##### Working data #####

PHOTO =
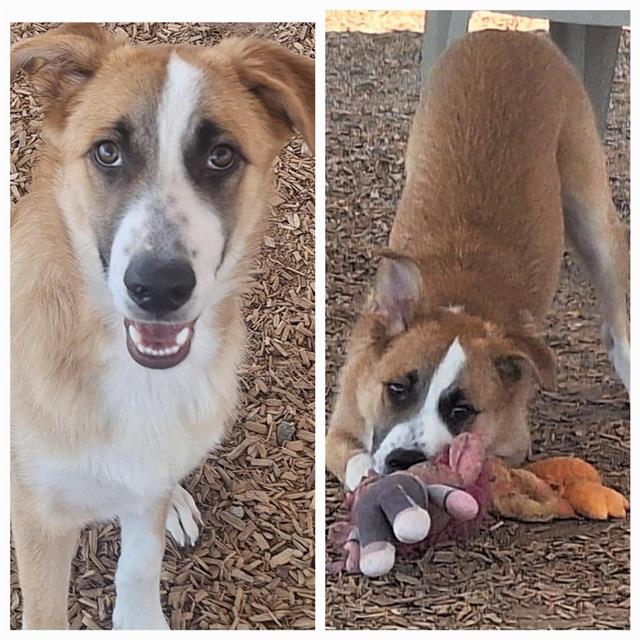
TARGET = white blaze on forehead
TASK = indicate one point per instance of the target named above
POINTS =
(178, 103)
(426, 431)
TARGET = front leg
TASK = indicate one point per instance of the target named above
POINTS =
(44, 551)
(138, 574)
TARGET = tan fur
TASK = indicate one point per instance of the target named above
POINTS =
(502, 142)
(59, 337)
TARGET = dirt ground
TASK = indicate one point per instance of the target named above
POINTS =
(253, 566)
(572, 574)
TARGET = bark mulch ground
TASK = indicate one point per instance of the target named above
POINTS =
(571, 574)
(253, 564)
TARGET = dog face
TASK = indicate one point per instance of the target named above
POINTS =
(430, 374)
(165, 162)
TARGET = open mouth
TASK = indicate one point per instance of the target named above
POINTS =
(157, 345)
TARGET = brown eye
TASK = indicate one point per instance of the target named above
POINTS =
(108, 154)
(221, 157)
(399, 390)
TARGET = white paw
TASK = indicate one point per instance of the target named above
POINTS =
(137, 616)
(357, 468)
(183, 519)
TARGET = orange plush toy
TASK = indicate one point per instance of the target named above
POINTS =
(560, 487)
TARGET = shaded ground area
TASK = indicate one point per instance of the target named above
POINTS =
(253, 564)
(574, 574)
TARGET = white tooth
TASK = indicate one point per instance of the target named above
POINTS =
(135, 334)
(182, 337)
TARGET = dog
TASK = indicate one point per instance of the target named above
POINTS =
(128, 257)
(503, 162)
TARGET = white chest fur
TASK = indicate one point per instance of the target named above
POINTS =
(157, 425)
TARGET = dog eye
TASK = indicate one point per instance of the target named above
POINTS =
(461, 413)
(108, 154)
(221, 157)
(399, 390)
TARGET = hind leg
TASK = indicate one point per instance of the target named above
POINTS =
(594, 229)
(599, 241)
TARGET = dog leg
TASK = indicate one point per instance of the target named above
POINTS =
(44, 554)
(138, 574)
(594, 229)
(183, 518)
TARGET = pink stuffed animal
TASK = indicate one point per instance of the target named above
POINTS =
(435, 500)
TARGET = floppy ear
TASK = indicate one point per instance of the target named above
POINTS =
(520, 350)
(60, 61)
(282, 80)
(396, 293)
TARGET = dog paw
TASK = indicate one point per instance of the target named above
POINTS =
(183, 519)
(129, 614)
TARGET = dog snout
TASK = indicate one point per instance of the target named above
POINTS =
(157, 285)
(400, 459)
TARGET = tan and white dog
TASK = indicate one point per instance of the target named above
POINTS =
(128, 257)
(503, 161)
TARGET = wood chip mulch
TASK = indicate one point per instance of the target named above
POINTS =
(571, 574)
(385, 21)
(253, 566)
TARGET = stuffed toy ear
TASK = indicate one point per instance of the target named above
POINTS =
(282, 80)
(60, 61)
(397, 292)
(520, 350)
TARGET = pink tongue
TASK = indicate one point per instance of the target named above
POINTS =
(156, 333)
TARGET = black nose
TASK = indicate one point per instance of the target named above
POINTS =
(400, 459)
(159, 285)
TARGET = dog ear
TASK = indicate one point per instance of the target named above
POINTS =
(283, 81)
(60, 61)
(520, 350)
(396, 293)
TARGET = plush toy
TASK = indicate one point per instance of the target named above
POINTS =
(441, 499)
(447, 498)
(561, 487)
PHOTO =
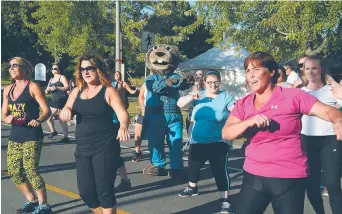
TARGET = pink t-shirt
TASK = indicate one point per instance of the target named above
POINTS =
(276, 151)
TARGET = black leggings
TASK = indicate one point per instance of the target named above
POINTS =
(324, 152)
(95, 178)
(217, 154)
(286, 195)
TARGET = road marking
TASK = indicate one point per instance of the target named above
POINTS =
(64, 192)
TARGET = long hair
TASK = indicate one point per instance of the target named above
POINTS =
(266, 60)
(324, 72)
(101, 70)
(25, 65)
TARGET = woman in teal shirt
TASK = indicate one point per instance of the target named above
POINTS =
(211, 110)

#####

Problem description: Leave out the pictures and retype every line above exactly.

Task solution:
PHOTO =
TARGET = white blaze on forehead
TASK = indicate one point per instance of the target named above
POINTS =
(178, 103)
(426, 431)
TARGET = front leg
TASK = indicate one point per instance of the target named above
POINTS =
(44, 551)
(138, 574)
TARGET = tan fur
TASK = indicate one point per instance of the target named above
POINTS =
(502, 142)
(59, 337)
TARGET = dirt ground
TASK = indicate one point per instance of the target named above
POINTS =
(253, 566)
(572, 574)
TARGET = bark mulch ground
TASK = indicate one point per instance of the target named above
POINTS =
(571, 574)
(253, 564)
TARGET = dog face
TASK = indicate one point per instance of the target named above
POINTS =
(430, 374)
(165, 162)
TARGET = open mouth
TASK = indicate one point per instance of the target named above
POINTS =
(157, 345)
TARGET = brown eye
TASK = indicate one point per instance of the target named above
POINTS =
(108, 154)
(221, 157)
(399, 390)
TARGET = white paw
TASK = indicate one point per instance of the target named above
POINTS =
(137, 616)
(357, 468)
(183, 519)
TARGET = orange plush toy
TASK = indicate one point per instance of the target named above
POINTS =
(560, 487)
TARGET = shaded ground area
TASK = indicate one point per instance of the target named above
POINTS =
(253, 564)
(574, 574)
TARGET = white tooth
TASK = indicate one point per instance of the target named above
POINTS =
(135, 334)
(182, 337)
TARGET = dog
TASK = indicate one point per instance of the target named above
POINTS =
(128, 257)
(503, 162)
TARGET = white chest fur
TASK = indicate one point per instance of the target named above
POINTS =
(157, 425)
TARGET = dog eye
TASK = indicate one point per instance of the target named above
POINTS =
(461, 413)
(108, 154)
(221, 157)
(399, 390)
TARGET = hind leg
TASK = indicate one point per instance of the target named above
POINTS =
(594, 229)
(599, 241)
TARGET = dog leg
TASK = indicate one point per instance of the target named above
POINTS =
(44, 554)
(138, 574)
(594, 229)
(183, 518)
TARGET = pink stuffed animal
TASK = indicate one point per instance of the target named above
POINTS =
(435, 500)
TARGET = floppy ear
TASK = indicate one point per instance of the target named above
POINTS =
(520, 350)
(60, 61)
(282, 80)
(396, 293)
TARGET = dog paw
TASK = indicate one point per instance of the target named above
POINTS =
(183, 519)
(129, 614)
TARGET = dog snout
TASK = indicate one point per instance of the target named above
POINTS =
(157, 285)
(400, 459)
TARGET = tan and white dog
TASK = indicate one point per instance of the target named above
POINTS =
(128, 257)
(503, 161)
TARGET = wood chip mulch
TASK = indicate one point per instance of the target named above
POINTS =
(571, 574)
(385, 21)
(253, 566)
TARGET = stuffed toy ear
TASK = indicate one point per instance of the target named above
POINTS =
(282, 80)
(60, 61)
(397, 292)
(520, 350)
TARGET = pink tongue
TASK = indicate one point per instance of the target named above
POINTS =
(156, 333)
TARGET = black nose
TASK = indicate one point per instance of the target named above
POINTS =
(400, 459)
(159, 285)
TARGET = dog ear
TASK = indicate one point per instance of the target named above
POINTS =
(283, 81)
(60, 61)
(520, 350)
(396, 293)
TARGET = plush toy
TASK = indicate one point per instance of the target named above
POINTS =
(441, 499)
(447, 498)
(561, 487)
PHOTO =
TARGET = pink t-shirt
TASK = indicate one point per instance of the target named above
POINTS =
(276, 151)
TARGET = black leggings
TASK = indicate one point per instance of the target named above
POINTS =
(324, 152)
(95, 178)
(217, 154)
(286, 195)
TARGET = road marking
TASK = indicate one point per instance of the target named above
POINTS =
(64, 192)
TARGET = long hair
TASK = indicate one point per instance of the target named above
POINTS =
(266, 60)
(324, 72)
(101, 70)
(25, 65)
TARGET = woman in teal shirt
TASK = indicate one point per instance of the target named above
POINTS =
(211, 110)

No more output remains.